### Given records

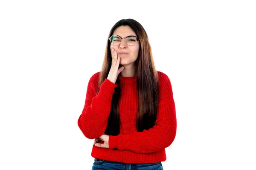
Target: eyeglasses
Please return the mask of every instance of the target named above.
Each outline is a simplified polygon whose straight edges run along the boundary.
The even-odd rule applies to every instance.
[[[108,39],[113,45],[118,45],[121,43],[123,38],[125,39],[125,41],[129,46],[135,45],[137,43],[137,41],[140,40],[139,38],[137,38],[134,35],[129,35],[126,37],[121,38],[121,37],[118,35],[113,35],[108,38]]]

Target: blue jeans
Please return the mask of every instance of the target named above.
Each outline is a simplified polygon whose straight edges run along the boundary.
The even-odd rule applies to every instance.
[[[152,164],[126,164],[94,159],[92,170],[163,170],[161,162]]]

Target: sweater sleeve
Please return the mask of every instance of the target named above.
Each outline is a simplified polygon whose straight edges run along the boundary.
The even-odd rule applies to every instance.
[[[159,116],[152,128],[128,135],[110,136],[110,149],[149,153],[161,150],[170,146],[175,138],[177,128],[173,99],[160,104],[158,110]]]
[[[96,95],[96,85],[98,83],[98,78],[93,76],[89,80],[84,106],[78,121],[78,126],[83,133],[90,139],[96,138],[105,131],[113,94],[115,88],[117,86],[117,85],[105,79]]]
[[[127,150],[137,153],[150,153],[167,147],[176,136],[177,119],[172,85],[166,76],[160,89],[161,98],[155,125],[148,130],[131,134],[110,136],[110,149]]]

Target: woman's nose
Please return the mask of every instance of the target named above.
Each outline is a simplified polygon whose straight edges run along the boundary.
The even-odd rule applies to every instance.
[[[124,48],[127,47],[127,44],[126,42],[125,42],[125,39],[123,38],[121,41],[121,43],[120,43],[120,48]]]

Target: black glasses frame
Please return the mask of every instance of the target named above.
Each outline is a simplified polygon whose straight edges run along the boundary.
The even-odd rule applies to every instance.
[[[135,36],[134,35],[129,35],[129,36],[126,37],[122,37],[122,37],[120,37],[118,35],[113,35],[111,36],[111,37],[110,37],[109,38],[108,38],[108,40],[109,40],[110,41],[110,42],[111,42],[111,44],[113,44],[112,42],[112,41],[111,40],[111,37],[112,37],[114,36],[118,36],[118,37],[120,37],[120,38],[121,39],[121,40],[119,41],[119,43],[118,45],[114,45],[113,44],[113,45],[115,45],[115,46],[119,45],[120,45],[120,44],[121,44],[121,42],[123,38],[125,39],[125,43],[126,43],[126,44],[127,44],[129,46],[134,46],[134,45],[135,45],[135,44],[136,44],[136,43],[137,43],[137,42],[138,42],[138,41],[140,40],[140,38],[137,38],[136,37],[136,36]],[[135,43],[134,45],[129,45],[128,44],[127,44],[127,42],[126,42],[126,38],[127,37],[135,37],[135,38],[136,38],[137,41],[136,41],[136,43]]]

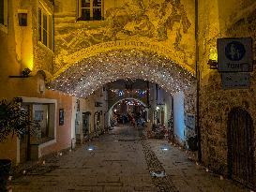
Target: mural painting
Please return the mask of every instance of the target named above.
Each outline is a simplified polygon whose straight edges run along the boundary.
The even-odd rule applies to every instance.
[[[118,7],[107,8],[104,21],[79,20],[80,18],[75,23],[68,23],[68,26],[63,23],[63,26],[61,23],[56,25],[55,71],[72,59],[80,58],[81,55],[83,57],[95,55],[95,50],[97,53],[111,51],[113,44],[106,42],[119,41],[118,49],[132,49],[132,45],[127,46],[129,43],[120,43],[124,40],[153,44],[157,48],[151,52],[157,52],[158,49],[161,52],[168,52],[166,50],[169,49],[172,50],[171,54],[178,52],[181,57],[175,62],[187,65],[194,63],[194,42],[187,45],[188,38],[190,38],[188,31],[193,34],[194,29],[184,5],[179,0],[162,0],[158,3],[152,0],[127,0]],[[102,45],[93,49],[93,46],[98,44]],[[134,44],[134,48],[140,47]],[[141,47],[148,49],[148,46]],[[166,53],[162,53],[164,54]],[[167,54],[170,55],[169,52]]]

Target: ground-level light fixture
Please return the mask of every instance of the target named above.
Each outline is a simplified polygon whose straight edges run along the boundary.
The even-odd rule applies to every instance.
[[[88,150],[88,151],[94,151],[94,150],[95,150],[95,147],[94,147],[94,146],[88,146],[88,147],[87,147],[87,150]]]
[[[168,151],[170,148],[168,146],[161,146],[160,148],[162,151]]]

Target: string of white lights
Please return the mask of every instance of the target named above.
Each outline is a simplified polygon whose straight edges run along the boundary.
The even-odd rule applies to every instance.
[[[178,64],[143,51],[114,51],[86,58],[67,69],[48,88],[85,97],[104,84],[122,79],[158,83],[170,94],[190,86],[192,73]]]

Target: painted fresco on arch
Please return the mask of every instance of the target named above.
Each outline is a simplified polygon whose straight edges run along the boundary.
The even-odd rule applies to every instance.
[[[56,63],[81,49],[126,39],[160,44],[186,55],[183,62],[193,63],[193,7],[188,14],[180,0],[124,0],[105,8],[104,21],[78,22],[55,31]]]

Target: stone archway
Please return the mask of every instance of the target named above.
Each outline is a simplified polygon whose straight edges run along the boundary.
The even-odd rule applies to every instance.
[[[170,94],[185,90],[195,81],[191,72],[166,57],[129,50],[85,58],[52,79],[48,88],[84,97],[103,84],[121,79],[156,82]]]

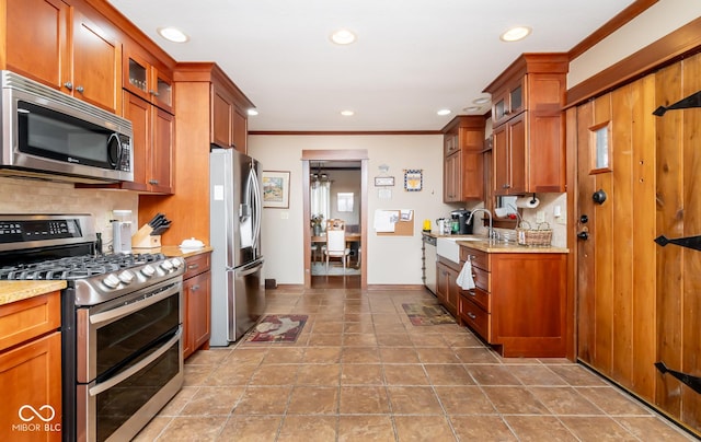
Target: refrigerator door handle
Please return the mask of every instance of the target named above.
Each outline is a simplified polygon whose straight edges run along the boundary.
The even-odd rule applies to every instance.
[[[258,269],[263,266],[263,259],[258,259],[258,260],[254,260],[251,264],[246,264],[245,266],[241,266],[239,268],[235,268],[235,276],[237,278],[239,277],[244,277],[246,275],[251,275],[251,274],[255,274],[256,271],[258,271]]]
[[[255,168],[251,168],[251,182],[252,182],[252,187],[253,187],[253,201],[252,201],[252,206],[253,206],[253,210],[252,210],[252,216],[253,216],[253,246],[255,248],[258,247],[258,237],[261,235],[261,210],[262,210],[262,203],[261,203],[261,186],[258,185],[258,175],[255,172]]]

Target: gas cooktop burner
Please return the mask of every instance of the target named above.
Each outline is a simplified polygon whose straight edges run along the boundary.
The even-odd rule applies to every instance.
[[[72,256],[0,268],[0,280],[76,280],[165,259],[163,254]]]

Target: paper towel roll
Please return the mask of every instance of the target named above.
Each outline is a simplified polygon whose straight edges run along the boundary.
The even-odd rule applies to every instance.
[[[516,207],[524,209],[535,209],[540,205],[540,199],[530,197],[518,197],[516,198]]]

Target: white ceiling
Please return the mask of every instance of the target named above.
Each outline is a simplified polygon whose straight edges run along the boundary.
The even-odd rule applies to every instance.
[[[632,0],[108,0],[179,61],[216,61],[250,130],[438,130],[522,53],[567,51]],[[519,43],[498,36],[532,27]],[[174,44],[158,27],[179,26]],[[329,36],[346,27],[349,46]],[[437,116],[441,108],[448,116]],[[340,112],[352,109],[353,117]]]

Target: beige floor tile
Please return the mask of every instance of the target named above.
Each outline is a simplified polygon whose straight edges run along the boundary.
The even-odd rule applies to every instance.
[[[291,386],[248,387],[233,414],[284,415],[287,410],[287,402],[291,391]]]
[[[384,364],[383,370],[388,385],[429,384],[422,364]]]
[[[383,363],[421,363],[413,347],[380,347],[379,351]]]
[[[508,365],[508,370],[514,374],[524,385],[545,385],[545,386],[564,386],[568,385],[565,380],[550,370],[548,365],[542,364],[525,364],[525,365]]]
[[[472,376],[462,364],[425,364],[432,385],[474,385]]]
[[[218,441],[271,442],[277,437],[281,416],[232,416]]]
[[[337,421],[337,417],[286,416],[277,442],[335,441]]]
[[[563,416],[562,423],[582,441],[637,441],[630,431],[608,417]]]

######

Pull out every line above that contains the word "white".

- [Finished answer]
Target: string of white lights
Target: white ceiling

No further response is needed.